To do
Pull each line containing "wooden" out of the data and copy it.

Data to use
Content starts
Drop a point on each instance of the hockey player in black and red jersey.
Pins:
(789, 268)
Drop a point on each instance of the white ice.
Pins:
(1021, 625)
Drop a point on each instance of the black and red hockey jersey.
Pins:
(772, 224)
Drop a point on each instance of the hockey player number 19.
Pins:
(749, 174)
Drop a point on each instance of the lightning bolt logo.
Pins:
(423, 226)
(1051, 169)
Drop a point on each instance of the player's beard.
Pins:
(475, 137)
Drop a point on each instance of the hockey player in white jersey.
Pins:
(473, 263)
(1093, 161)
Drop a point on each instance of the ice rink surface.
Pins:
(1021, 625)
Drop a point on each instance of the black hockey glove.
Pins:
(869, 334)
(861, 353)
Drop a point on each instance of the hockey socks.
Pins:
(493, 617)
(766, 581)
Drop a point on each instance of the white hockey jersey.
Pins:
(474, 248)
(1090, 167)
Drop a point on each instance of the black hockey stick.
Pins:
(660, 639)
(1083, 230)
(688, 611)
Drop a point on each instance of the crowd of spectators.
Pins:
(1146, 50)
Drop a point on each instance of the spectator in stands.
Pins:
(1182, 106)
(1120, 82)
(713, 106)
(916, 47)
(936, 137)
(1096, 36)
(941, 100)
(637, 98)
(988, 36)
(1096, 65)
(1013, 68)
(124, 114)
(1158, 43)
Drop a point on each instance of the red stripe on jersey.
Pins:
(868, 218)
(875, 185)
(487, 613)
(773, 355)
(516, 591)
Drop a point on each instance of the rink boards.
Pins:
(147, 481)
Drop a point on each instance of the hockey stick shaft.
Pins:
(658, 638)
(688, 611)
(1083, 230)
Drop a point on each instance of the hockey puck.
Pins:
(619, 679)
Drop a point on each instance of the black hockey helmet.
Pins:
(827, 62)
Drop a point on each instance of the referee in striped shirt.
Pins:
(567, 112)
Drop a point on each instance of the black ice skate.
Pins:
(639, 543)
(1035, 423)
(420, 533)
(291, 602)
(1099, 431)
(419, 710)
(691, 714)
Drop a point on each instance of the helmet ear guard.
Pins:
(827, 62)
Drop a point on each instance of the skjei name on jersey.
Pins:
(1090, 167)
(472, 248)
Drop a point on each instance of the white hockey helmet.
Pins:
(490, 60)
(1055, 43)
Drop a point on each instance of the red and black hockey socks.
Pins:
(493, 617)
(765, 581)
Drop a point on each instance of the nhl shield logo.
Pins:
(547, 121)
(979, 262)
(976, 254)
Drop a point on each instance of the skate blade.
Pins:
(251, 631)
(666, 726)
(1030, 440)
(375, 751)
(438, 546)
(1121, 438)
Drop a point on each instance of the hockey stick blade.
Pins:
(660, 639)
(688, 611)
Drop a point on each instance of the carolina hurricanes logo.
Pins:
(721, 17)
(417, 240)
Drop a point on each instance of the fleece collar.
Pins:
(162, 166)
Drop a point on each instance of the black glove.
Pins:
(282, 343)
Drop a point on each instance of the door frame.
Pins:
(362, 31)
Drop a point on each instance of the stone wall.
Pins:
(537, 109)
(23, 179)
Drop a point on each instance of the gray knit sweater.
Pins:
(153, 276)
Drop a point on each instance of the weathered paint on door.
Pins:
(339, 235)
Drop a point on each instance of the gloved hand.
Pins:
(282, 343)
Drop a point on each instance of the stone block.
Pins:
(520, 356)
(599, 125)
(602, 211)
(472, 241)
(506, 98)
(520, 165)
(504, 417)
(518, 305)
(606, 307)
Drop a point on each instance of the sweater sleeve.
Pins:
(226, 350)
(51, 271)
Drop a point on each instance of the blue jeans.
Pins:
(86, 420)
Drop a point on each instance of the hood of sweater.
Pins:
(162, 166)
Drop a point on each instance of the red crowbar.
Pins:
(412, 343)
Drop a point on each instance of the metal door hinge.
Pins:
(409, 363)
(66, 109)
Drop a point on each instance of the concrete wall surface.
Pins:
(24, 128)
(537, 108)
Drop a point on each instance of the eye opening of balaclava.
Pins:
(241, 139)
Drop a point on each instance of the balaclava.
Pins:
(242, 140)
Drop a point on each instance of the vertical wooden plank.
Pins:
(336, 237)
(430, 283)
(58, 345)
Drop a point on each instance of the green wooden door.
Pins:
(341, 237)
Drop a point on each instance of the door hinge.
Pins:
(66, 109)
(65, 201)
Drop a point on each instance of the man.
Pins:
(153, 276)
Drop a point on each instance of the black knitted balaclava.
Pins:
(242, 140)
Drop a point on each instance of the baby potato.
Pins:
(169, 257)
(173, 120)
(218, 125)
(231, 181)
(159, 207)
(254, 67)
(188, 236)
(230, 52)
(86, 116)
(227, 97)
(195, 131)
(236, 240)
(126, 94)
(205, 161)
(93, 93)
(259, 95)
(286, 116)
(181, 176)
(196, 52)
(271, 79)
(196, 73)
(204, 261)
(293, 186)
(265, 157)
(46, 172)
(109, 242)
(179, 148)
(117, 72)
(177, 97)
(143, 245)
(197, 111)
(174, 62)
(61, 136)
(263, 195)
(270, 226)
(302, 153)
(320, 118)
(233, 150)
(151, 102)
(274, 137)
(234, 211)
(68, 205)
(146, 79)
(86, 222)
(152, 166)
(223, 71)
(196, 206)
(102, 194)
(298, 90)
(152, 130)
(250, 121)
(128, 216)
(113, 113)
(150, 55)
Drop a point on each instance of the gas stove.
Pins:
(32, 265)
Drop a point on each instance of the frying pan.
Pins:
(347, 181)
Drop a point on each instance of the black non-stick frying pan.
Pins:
Content ends
Written answer
Drop a point on each instance of the vertical wooden plank.
Drop a point on each instance of the green wooden door.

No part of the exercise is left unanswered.